[Requirement 1]
Reproduce the passage of the dog-tethering article that begins at "City council is" and ends after "any 24-hour period.", without any changes.
[Requirement 2]
Translate this sentence from the dog-tethering article into Spanish: "City council is expected Tuesday night to endorse a dog-tethering bylaw amendment that would make it an offence to leave a dog confined in a yard for more than four hours in any 24-hour period."

[Source text]
Content starts
Here where I live on the West Coast of British Columbia Canada, we have bylaws for many things, but this one really excites me because we need more people to pay attention and do what it says! Say no to tethering your pet!!
Here is a copy of the local newspaper this morning on dog owners who tie up the their pet for more than 4 hours!
City council is expected Tuesday night to endorse a dog-tethering bylaw amendment that would make it an offence to leave a dog confined in a yard for more than four hours in any 24-hour period.
“There has been very consistent advocacy from dog lovers and people in the community who think that dogs should be treated humanely,” said Coun. Barinder Rasode.
Rasode said she expects unanimous endorsement of the bylaw, as all Surrey councillors — a few of them dog owners, including Mayor Dianne Watts and Coun. Mary Martin — supported the initiative when it was forwarded to the UBCM at their September AGM. The resolution requested that the province amend the Prevention of Cruelty to Animals Act to permit tethering enforcement.
Animal Advocates Society of B.C. president Judy Stone requested a committee-in-council delegation to broach the idea in April 2012.
At that meeting, members of the Campaign for Animal Rights Legislation told council dogs tethered for long periods can become “highly aggressive.” They said the bylaw was intended to target “dogs whose owners maintain them exclusively on chains, in kennels, or in yards; and/or obtain them for negative functions.”
But campaign member and Surrey resident Janet Olson said the group pressed for an outright ban on unattended tethering, and she is disappointed that council didn’t take their recommendation.
“It’s unenforceable,” Olson said of the time-limit ban, arguing bylaw officers would have to sit for hours to police owners.
“It doesn’t go far enough, in fact it doesn’t go anywhere.”
Content ends
[Extracted records]
Content starts
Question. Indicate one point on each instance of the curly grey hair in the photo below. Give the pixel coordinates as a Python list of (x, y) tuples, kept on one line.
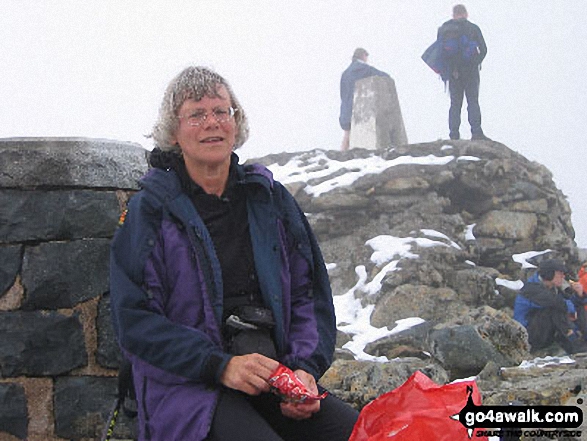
[(194, 83)]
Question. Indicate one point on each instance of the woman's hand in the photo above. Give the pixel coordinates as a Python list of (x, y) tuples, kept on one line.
[(578, 288), (249, 373), (302, 411)]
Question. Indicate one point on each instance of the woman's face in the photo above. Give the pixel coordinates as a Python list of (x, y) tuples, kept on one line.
[(208, 142)]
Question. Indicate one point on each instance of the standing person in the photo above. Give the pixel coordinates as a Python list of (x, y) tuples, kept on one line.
[(216, 278), (464, 65), (546, 312), (357, 70)]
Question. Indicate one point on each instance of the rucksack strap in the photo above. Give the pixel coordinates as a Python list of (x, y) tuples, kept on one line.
[(126, 387)]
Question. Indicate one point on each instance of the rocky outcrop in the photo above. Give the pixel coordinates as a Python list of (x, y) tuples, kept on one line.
[(444, 232)]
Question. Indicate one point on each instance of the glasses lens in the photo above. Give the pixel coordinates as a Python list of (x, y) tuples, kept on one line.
[(196, 118)]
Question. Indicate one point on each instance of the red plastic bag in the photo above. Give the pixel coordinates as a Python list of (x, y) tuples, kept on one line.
[(419, 409)]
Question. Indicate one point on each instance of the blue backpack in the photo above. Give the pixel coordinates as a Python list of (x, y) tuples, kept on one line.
[(458, 48)]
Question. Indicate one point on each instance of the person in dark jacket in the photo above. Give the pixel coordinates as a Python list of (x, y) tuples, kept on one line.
[(216, 279), (546, 312), (357, 70), (464, 75)]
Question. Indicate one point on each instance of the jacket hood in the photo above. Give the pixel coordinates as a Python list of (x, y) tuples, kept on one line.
[(163, 180)]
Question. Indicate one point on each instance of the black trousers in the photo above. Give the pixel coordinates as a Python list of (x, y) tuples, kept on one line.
[(460, 85), (245, 418)]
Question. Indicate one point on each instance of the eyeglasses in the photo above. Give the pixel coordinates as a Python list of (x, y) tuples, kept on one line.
[(198, 117)]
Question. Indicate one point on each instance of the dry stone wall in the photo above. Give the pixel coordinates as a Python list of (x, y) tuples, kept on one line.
[(60, 200)]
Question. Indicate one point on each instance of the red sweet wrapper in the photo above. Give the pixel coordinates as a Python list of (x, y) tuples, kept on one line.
[(285, 383)]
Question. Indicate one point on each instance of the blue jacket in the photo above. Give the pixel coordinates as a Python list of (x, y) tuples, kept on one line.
[(535, 295), (167, 297), (356, 71)]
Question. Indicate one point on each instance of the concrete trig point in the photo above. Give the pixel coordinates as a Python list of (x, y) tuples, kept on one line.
[(377, 121)]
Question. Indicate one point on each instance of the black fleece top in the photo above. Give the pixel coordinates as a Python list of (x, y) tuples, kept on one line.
[(227, 222)]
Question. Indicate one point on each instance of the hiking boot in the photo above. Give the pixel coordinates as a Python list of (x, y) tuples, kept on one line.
[(480, 137)]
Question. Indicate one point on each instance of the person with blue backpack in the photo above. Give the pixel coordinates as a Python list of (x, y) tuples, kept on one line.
[(547, 312), (463, 49)]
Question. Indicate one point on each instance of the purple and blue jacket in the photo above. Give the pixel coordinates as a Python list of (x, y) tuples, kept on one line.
[(167, 297)]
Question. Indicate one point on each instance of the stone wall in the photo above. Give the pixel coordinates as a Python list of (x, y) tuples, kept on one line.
[(377, 121), (60, 201)]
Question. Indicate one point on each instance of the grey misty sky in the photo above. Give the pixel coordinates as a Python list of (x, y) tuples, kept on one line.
[(99, 68)]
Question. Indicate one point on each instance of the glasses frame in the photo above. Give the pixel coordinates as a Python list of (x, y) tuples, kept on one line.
[(193, 121)]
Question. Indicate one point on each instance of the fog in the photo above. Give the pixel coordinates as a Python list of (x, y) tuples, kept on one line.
[(98, 69)]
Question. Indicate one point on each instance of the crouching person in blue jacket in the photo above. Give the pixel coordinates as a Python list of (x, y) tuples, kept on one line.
[(216, 278), (546, 312)]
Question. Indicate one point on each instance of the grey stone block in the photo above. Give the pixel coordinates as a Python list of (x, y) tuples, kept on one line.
[(82, 406), (108, 353), (57, 215), (70, 162), (63, 274), (40, 344), (13, 410), (10, 258)]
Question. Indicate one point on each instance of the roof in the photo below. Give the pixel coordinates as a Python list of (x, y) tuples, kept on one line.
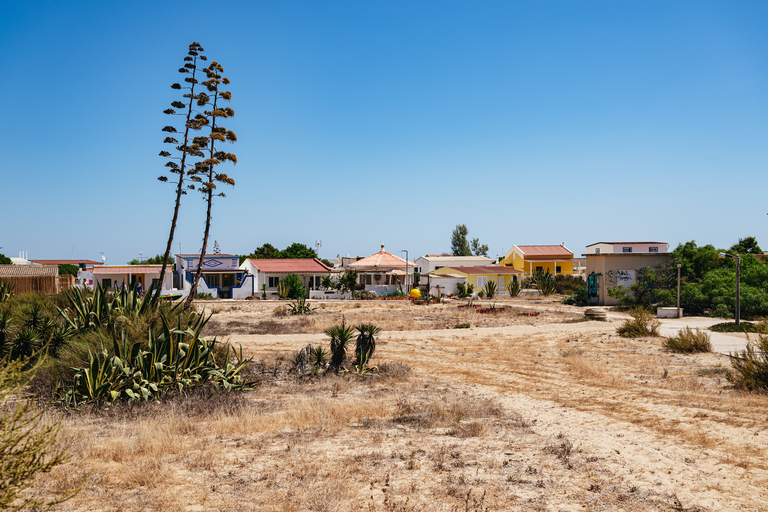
Content ends
[Exercise answer 1]
City council is expected Tuesday night to endorse a dog-tethering bylaw amendment that would make it an offence to leave a dog confined in a yard for more than four hours in any 24-hour period.

[Exercise answer 2]
Se espera que el martes por la noche el concejo municipal respalde una enmienda al reglamento sobre el amarre de perros que convertiría en infracción dejar a un perro confinado en un patio durante más de cuatro horas en cualquier período de 24 horas.